▸ WHAT YOU WILL DO: Scan the data below and copy each line where "hand" occurs.

══ MATERIAL TO PROCESS ══

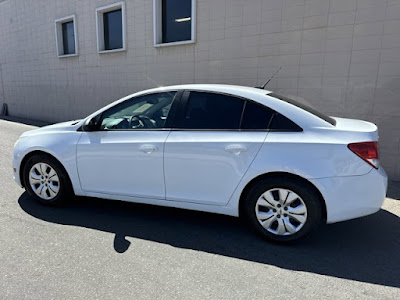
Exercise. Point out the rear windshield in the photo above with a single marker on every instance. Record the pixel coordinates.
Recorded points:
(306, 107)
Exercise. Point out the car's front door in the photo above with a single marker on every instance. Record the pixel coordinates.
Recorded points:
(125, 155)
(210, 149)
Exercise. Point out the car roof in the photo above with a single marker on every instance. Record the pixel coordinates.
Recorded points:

═══
══ MATERIAL TO PROCESS ══

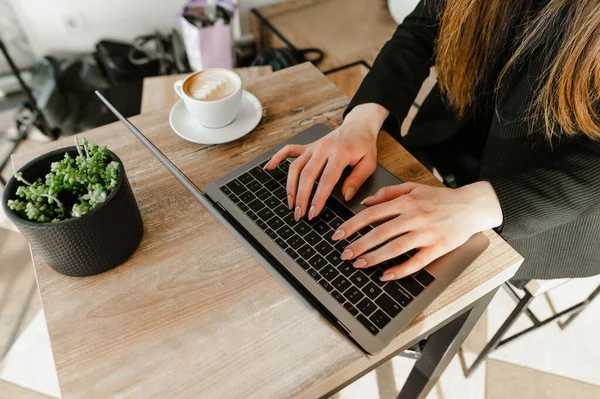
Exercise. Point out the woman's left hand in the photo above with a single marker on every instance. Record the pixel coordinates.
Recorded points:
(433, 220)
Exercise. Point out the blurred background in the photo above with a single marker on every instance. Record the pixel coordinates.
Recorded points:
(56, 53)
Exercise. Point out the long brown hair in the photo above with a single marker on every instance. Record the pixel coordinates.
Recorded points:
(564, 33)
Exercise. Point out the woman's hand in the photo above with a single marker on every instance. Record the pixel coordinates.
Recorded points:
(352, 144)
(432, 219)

═══

▸ ANSWER AREA:
Exercise. Point out the woman's left hand in the photo above with a single marker on every instance. Record the pixel coordinates.
Exercise. Point out the woman's hand in the photo above with a single marker on every instance. Record the pixel coordinates.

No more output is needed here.